**EXTRAIT RETENU:**
N° RG 20/03858 - N° Portalis DBV2-V-B7E-ITSY
COUR D'APPEL DE ROUEN
CHAMBRE SOCIALE ET DES AFFAIRES DE
SECURITE SOCIALE
ARRET DU 02 MARS 2023
DÉCISION DÉFÉRÉE :
Jugement du CONSEIL DE PRUD'HOMMES DE ROUEN du 27 Octobre 2020
APPELANT :
Monsieur [T] [O]
[Adresse 1]
[Localité 4]
représenté par Me Vanessa JONES de la SELARL VANESSA JONES, avocat au barreau du HAVRE
INTIMEE :
Société THELEM ASSURANCES
[Adresse 5]
[Localité 2]
représentée par Me Valérie GRAY de la SELARL GRAY SCOLAN, avocat au barreau de ROUEN
COMPOSITION DE LA COUR :
En application des dispositions de l'article 805 du Code de procédure civile, l'affaire a été plaidée et débattue à l'audience du 13 Décembre 2022 sans opposition des parties devant Madame ALVARADE, Présidente, magistrat chargé du rapport.
Le magistrat rapporteur a rendu compte des plaidoiries dans le délibéré de la Cour composée de :
Madame LEBAS-LIABEUF, Présidente
Madame ALVARADE, Présidente
Madame BACHELET, Conseillère
GREFFIER LORS DES DEBATS :
Mme DUBUC, Greffière
DEBATS :
A l'audience publique du 13 Décembre 2022, où l'affaire a été mise en délibéré au 02 Février 2023, date à laquelle le délibéré a été prorogé au 02 Mars 2023
ARRET :
CONTRADICTOIRE
Prononcé le 02 Mars 2023, par mise à disposition de l'arrêt au greffe de la Cour, les parties en ayant été préalablement avisées dans les conditions prévues au deuxième alinéa de l'article 450 du Code de procédure civile,
signé par Madame ALVARADE, Présidente et par Mme WERNER, Greffière.
FAITS ET PROCÉDURE
La Société Thélem Assurances est une société d'assurance mutuelle qui dispose d'un réseau d'agences générales réparties sur le territoire national pour la commercialisation de ses produits d'assurance et la gestion de son portefeuille clients. Ses relations avec ses agents généraux sont définies aux termes d'un mandat dénommé « Traité de nomination ».

Entrées du jeu de données:
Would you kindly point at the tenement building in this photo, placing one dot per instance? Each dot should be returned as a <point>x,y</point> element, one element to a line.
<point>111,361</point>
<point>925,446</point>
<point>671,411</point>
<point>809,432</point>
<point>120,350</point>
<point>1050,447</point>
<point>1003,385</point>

**VOLETS DE L'EXERCICE:**
a: Recopiez le passage de l'arrêt de la cour d'appel de Rouen qui commence à « Le magistrat rapporteur » et se termine à « Mme WERNER, Greffière. ».
b: Reprenez l'arrêt de la cour d'appel de Rouen et rédigez-en la suite à partir de sa dernière phrase.
Les items forment un matériau à part, distinct de l'arrêt de la cour d'appel de Rouen.

**RÉPONSES PAR CONSIGNE:**
a:
Le magistrat rapporteur a rendu compte des plaidoiries dans le délibéré de la Cour composée de :
Madame LEBAS-LIABEUF, Présidente
Madame ALVARADE, Présidente
Madame BACHELET, Conseillère
GREFFIER LORS DES DEBATS :
Mme DUBUC, Greffière
DEBATS :
A l'audience publique du 13 Décembre 2022, où l'affaire a été mise en délibéré au 02 Février 2023, date à laquelle le délibéré a été prorogé au 02 Mars 2023
ARRET :
CONTRADICTOIRE
Prononcé le 02 Mars 2023, par mise à disposition de l'arrêt au greffe de la Cour, les parties en ayant été préalablement avisées dans les conditions prévues au deuxième alinéa de l'article 450 du Code de procédure civile,
signé par Madame ALVARADE, Présidente et par Mme WERNER, Greffière.

b:
C'est dans ce cadre que le 30 mai 2008, la société Thélem assurances et M. [T] [O], exerçant la profession d'agent général indépendant, ont conclu un traité de nomination - mandat de gestion du portefeuille de clients au sein des agences de [Localité 6] et [Localité 3], et en dernier lieu, [Localité 4].
Le 27 mars 2015, l'inspecteur régional a réalisé un bilan de l'activité commerciale et du développement de l'agence à la suite duquel il a établi un compte-rendu le 7 avril 2015 permettant de relever des résultats négatifs et émis une alerte quant à la performance globale de l'agence.
Par lettre recommandée avec demande d'avis de réception du 1er février 2019, la société a adressé à M. [O] une mise en garde formelle conformément aux dispositions du protocole d'accord du 17 décembre 1996 intégré au mandat d'agent général, lui indiquant envisager de prononcer la révocation du mandat pour insuffisance de production en l'absence d'évolution significative de l'activité commerciale au 30 avril 2019.
Par courrier recommandé du 1er avril 2019, M. [O] a, par la voie de son conseil, revendiqué l'existence d'un contrat de travail et mis en demeure la société de régulariser sa situation.
Suivant requête du 9 mai 2019, il a saisi la juridiction prud'homale afin d'obtenir la requalification de son mandat en contrat de travail à durée indéterminée.
Le 29 mai 2019, la société a prononcé la révocation du mandat qui lui a été confié pour insuffisance de production.
Par jugement du 27 octobre 2020, le conseil de prud'hommes de Rouen a jugé l'action de M. [O] recevable mais dit n'y avoir lieu à requalification du mandat d'agent général en contrat de travail, l'a débouté de l'ensemble de ses demandes et l'a condamné à verser à la société la somme de 600 euros au titre de l'article 700 du code de procédure civile ainsi qu'aux entiers dépens.
M. [O] a interjeté appel le 27 novembre 2020.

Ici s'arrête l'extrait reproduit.